Task input:
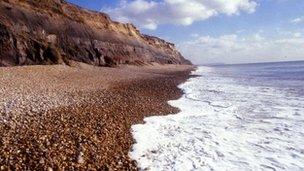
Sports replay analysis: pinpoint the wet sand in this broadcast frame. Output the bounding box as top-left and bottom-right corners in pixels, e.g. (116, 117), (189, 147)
(0, 64), (193, 170)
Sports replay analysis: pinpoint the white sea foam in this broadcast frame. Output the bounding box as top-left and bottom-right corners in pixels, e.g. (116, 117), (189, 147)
(130, 67), (304, 171)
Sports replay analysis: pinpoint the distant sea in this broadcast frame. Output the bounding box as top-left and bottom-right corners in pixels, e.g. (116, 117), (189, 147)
(130, 61), (304, 171)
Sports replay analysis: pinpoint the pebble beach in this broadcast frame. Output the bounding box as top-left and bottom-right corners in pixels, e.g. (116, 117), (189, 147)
(0, 64), (193, 171)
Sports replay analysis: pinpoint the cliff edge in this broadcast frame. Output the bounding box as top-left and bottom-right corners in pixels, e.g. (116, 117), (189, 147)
(0, 0), (190, 66)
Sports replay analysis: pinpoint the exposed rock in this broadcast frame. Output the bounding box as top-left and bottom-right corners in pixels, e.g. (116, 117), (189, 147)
(0, 0), (190, 66)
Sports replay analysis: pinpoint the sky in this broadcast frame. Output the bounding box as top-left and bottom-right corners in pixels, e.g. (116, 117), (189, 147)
(68, 0), (304, 64)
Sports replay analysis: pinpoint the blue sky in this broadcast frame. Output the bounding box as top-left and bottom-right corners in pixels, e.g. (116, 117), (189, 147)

Exercise description:
Repeat word for word each line from the one with "Sports replay analysis: pinpoint the white" to the end of the records above, inclusive.

Output for this exercise:
Sports replay analysis: pinpoint the white sea foam in this broadcast frame. Output the bounding box as top-left and bottom-right corners in pixels, e.g. (116, 117), (189, 147)
(130, 67), (304, 171)
Sports replay analysis: pinpoint the distant sea in this broadcast frame. Output the bounding box as top-left and bottom-right corners in pixels, e.g. (116, 117), (189, 147)
(130, 61), (304, 171)
Sports replay analysis: pinpoint the pebble beach in this broadcast frame. Output the bounding box as top-left and bottom-right corners in pixels, e.g. (116, 117), (189, 147)
(0, 64), (193, 171)
Sports replay analysis: pinpoint the cliff edge in this broadcast frame. Output the bounding box as top-left and bottom-right corners in pixels, e.g. (116, 117), (189, 147)
(0, 0), (190, 66)
Sports replay analysis: pinpoint the exposed rock in this broadcast frame. Output the bounding box as top-left and bottom-right corners in pixels, e.g. (116, 117), (189, 147)
(0, 0), (190, 66)
Sports replay analysis: pinpoint the sky in this broadcast frame. Output the bounding box as top-left and bottom-right corners in pixels, e.g. (116, 117), (189, 147)
(68, 0), (304, 64)
Sports replay analysis: pinpoint the blue sky in this broadcast frame. Output the bounding box as top-left and bottom-right corners in pixels, e.g. (116, 117), (189, 147)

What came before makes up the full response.